═════ Provided data

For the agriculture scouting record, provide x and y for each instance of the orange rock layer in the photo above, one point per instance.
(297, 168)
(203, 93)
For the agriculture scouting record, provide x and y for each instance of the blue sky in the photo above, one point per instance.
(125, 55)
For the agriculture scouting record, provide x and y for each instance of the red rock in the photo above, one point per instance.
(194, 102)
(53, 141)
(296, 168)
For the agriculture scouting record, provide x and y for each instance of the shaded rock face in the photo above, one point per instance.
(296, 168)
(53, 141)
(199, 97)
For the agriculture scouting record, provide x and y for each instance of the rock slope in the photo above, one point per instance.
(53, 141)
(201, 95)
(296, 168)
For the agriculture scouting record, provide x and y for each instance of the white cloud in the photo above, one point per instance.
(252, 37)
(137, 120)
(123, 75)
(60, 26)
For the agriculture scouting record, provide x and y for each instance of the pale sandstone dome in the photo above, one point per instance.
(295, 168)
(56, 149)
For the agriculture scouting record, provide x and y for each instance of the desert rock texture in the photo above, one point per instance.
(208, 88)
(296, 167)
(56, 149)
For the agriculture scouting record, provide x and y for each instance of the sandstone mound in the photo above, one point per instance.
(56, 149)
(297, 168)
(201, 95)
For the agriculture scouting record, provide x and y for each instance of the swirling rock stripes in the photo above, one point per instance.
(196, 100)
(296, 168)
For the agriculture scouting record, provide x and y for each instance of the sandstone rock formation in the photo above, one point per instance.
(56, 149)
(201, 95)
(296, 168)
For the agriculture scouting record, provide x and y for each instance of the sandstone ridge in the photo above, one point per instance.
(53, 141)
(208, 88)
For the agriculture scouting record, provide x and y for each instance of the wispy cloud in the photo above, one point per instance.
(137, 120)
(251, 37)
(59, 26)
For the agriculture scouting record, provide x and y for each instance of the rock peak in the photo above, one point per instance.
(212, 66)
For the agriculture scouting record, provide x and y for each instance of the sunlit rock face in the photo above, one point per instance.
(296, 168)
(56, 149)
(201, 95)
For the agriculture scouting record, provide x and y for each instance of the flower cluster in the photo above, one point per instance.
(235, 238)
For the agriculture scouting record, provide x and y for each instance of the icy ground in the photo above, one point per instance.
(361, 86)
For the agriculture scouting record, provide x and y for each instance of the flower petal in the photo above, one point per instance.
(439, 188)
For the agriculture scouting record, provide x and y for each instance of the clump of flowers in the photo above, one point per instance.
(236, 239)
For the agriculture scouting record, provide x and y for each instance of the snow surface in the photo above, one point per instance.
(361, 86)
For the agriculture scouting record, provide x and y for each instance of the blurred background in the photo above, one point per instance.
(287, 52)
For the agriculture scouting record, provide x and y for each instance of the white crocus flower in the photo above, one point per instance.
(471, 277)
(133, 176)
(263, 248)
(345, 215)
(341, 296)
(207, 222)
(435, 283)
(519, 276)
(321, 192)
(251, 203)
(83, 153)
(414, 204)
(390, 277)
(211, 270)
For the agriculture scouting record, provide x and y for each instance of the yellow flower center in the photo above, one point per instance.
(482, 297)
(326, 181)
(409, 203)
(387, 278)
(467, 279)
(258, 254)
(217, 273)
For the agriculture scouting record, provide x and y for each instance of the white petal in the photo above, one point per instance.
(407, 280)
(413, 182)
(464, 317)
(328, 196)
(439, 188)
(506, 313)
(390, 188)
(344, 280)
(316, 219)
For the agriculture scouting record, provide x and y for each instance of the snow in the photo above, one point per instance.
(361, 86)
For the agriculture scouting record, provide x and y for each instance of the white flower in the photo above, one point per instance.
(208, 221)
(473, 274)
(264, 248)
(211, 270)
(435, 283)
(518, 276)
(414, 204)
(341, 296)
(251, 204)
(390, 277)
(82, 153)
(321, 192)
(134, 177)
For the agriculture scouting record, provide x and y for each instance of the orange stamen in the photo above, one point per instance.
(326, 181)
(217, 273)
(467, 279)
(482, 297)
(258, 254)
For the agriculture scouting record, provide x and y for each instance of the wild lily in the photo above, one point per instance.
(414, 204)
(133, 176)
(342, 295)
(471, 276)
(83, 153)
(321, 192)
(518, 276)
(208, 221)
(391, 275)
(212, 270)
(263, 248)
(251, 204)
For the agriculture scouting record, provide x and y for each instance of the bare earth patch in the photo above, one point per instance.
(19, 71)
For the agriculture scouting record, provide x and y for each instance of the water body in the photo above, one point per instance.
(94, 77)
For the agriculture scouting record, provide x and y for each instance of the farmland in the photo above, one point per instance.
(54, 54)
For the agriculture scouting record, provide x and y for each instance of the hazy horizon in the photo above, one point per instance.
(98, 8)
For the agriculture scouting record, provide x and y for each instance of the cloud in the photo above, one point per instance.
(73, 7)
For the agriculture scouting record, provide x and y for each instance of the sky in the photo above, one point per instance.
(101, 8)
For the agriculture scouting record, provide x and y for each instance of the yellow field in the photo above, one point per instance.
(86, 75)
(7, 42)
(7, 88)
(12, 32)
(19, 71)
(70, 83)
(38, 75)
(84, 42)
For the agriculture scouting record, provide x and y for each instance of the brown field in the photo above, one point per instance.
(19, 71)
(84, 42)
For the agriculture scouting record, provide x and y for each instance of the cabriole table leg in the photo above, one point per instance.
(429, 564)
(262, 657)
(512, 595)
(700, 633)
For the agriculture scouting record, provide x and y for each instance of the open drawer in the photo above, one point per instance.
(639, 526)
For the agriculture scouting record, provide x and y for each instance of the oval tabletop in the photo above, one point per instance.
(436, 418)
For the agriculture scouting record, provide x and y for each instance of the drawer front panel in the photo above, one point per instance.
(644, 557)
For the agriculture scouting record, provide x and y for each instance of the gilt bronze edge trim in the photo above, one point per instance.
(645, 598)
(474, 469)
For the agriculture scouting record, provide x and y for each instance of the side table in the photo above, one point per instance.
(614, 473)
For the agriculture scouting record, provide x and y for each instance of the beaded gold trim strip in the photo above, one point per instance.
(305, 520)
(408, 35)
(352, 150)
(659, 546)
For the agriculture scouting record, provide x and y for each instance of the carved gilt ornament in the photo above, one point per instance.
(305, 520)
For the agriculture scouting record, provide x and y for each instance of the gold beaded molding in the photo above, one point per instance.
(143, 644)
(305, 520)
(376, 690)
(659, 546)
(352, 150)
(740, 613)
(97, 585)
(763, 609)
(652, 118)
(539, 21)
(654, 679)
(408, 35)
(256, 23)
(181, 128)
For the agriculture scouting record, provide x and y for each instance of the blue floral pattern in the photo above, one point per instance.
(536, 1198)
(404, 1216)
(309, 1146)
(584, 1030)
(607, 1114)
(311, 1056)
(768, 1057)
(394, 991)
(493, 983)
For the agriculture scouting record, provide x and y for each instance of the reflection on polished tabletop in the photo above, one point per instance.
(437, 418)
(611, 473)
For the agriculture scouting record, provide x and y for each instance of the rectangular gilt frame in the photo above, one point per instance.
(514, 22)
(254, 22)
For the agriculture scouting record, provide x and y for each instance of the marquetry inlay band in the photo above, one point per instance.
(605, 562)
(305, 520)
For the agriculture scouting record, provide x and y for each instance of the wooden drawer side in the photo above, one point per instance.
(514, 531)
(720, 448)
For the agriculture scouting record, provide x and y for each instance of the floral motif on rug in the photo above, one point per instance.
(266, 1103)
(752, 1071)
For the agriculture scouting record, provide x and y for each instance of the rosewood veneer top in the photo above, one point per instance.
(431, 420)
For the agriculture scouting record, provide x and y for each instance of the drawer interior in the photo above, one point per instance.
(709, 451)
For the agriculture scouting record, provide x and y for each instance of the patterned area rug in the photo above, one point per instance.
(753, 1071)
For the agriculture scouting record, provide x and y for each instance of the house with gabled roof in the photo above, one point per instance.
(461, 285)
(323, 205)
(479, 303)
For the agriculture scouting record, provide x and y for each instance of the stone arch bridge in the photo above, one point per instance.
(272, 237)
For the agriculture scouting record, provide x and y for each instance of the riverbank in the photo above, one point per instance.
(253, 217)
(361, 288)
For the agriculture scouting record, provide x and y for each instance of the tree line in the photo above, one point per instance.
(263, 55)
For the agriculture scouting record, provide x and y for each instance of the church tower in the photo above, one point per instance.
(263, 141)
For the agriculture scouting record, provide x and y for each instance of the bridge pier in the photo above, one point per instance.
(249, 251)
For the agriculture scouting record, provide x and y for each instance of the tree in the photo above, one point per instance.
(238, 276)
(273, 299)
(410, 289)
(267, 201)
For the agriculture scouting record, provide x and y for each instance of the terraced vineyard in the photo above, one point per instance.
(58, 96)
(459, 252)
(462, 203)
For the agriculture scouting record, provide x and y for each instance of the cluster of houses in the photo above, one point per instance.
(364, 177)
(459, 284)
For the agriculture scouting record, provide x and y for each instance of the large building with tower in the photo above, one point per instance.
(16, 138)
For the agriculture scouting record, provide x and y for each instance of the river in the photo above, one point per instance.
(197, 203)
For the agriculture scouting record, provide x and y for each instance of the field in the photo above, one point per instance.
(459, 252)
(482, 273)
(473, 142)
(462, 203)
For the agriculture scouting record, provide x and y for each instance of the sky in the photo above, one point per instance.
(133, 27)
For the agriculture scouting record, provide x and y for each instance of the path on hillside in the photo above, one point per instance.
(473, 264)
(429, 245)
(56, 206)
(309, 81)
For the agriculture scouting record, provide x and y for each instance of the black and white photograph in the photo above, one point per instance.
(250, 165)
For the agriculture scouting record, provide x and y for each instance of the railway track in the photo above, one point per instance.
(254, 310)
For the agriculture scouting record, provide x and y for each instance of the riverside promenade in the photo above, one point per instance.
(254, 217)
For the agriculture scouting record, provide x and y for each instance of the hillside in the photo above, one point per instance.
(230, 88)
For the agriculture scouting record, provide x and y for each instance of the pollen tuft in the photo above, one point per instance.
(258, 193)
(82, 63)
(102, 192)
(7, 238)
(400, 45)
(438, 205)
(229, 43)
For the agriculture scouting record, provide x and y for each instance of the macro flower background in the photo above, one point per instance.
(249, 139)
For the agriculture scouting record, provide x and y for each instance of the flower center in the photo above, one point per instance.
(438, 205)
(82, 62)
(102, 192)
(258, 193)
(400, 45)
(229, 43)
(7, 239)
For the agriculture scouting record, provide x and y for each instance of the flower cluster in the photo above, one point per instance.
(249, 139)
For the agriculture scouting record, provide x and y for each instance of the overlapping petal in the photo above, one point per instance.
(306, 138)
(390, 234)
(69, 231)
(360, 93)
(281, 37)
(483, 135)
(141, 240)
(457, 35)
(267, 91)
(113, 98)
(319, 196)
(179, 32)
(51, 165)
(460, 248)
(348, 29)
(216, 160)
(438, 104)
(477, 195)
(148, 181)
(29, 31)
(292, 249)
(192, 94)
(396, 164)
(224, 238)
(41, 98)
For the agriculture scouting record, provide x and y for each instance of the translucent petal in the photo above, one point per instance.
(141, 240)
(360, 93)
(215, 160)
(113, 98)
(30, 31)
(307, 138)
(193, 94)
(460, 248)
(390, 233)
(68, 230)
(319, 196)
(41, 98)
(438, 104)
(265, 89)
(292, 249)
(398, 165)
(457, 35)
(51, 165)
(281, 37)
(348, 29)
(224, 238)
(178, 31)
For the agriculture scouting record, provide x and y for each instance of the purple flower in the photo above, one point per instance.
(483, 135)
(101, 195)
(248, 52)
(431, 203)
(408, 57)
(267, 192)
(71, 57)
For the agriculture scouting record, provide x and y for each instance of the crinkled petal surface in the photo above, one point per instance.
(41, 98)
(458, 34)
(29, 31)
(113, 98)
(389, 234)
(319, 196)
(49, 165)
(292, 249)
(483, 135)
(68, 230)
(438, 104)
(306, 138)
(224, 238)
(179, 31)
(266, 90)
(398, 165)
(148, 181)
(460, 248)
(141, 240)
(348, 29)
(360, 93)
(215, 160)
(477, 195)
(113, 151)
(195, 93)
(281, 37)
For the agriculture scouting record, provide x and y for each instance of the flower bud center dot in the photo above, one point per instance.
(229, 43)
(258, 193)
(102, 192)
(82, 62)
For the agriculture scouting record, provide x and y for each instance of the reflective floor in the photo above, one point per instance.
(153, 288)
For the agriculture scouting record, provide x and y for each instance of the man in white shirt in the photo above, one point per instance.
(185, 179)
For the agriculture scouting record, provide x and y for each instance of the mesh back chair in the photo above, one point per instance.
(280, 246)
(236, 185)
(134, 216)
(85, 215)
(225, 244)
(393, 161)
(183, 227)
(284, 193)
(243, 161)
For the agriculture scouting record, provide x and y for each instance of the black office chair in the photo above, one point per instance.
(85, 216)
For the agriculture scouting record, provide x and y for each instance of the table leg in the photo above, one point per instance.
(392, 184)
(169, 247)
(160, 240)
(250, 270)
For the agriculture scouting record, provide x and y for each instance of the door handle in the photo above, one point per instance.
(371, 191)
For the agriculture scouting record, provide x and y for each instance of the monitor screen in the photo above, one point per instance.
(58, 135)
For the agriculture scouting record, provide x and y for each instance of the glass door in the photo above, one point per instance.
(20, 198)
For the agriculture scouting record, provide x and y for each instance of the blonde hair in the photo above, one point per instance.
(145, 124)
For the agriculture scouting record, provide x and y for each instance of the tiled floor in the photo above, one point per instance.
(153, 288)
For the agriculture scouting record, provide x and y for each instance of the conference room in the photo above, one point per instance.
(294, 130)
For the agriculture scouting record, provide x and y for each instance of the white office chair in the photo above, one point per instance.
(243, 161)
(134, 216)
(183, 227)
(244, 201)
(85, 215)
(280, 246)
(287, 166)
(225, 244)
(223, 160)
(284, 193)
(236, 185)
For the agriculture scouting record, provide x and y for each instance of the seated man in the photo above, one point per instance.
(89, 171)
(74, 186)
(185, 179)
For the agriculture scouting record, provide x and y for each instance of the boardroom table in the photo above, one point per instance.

══════════

◆ Given problem ◆
Write out exactly the lines from the line holding "the white office" through the last line of the data, and nothing besides those lines.

◆ Complete output ◆
For the agriculture scouting record, provide x and y for each instance of the white office chair in the photo above, one point per instance.
(243, 161)
(134, 216)
(183, 227)
(244, 201)
(85, 215)
(280, 246)
(287, 166)
(225, 244)
(223, 160)
(284, 193)
(236, 185)
For the agriculture scouting record, provide x and y for each instance of the seated man in the photo above, one point per instance.
(89, 171)
(74, 186)
(185, 179)
For the agriculture scouting record, provide x and y for each instance of the boardroom table in the photo above, one point per instance.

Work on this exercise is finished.